§ Data for this task:
● ● ● ● ●
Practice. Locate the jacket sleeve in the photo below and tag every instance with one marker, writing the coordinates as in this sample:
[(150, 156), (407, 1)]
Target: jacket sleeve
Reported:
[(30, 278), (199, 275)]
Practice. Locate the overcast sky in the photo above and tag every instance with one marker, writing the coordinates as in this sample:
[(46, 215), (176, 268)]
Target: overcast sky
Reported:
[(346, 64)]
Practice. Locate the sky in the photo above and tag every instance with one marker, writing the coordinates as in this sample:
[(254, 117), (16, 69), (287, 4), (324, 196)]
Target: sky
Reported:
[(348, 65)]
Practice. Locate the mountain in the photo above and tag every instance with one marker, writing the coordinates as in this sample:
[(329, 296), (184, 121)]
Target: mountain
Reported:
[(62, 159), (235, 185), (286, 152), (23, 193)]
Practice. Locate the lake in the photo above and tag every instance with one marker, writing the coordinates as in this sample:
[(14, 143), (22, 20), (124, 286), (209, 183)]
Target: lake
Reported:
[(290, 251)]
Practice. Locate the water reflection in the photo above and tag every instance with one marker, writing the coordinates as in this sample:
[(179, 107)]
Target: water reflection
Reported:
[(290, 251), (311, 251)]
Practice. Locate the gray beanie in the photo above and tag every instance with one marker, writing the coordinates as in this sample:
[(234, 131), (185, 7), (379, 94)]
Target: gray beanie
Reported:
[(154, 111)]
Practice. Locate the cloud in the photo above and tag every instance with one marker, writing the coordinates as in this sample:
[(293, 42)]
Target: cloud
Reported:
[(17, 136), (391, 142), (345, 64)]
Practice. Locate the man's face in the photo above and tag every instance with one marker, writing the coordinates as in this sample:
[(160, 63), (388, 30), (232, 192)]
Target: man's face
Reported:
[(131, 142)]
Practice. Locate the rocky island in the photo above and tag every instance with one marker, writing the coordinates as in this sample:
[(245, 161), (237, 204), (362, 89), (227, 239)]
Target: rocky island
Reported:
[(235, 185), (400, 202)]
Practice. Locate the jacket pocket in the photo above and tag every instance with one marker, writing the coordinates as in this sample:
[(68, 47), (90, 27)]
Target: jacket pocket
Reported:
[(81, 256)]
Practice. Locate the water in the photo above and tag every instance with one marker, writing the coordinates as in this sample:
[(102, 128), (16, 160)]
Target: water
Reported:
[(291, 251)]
● ● ● ● ●
§ Task to carry out: Reproduce the entire listing above word for word, from its first line through its last.

§ Full solution:
Practice. Locate the jacket sleeve in the photo below and tag every instance with one marker, writing the coordinates as in this sample:
[(150, 156), (407, 1)]
Target: jacket sleeve
Reported:
[(30, 278), (199, 275)]
Practice. Locate the overcast sky in the photo above and tag every instance with one marker, writing the coordinates as in this sample:
[(46, 215), (176, 268)]
Target: overcast sky
Reported:
[(346, 64)]
Practice. Locate the sky in the photo above and tag every instance with one marker, writing the coordinates as in this sample:
[(254, 117), (16, 69), (287, 4), (324, 196)]
Target: sky
Reported:
[(348, 65)]
Practice. Locate the mountain in the photo above and tag every instance with one marker, writing the coordinates as in this sample:
[(329, 296), (184, 121)]
Target: mountain
Reported:
[(62, 159), (235, 185), (286, 152), (23, 193)]
Practice. Locate the lake in the photo above and tag every instance with one marker, writing the coordinates as in this sample:
[(14, 143), (22, 20), (124, 286), (209, 183)]
Target: lake
Reported:
[(290, 251)]
Practice. Locate the water reflection in the photo above and tag every instance with one marker, writing the coordinates as in this sample:
[(179, 107)]
Target: water reflection
Reported:
[(290, 251), (311, 251)]
Practice. Locate the gray beanie in the photo above and tag every instance with one marker, writing the coordinates as in this sample:
[(234, 131), (185, 7), (379, 94)]
Target: gray beanie
Reported:
[(154, 111)]
Practice. Locate the cloud in the photo above and tag every instance with one marker, writing the coordinates as in this sample:
[(293, 42)]
Target: cloud
Reported:
[(17, 136), (391, 142), (345, 64)]
Practice. Locate the man's face in the photo above and tag every instance with one marker, writing the coordinates as in this sample:
[(160, 63), (388, 30), (232, 192)]
Target: man's face
Reported:
[(131, 142)]
Practice. Locate the rocky island in the photo above and tag every instance with one marker, writing the coordinates as in this sample:
[(245, 161), (237, 204), (362, 89), (227, 239)]
Target: rocky island
Reported:
[(235, 185), (400, 202)]
Practice. Locate the jacket pocket in the photo above and tag every instance with one marker, writing the coordinates as in this sample:
[(68, 47), (90, 27)]
Target: jacket pocket
Reported:
[(81, 256)]
Practice. Locate the water in the photo above and tag every instance with one marker, writing the coordinates as in this sample:
[(102, 128), (16, 160)]
Target: water
Reported:
[(291, 251)]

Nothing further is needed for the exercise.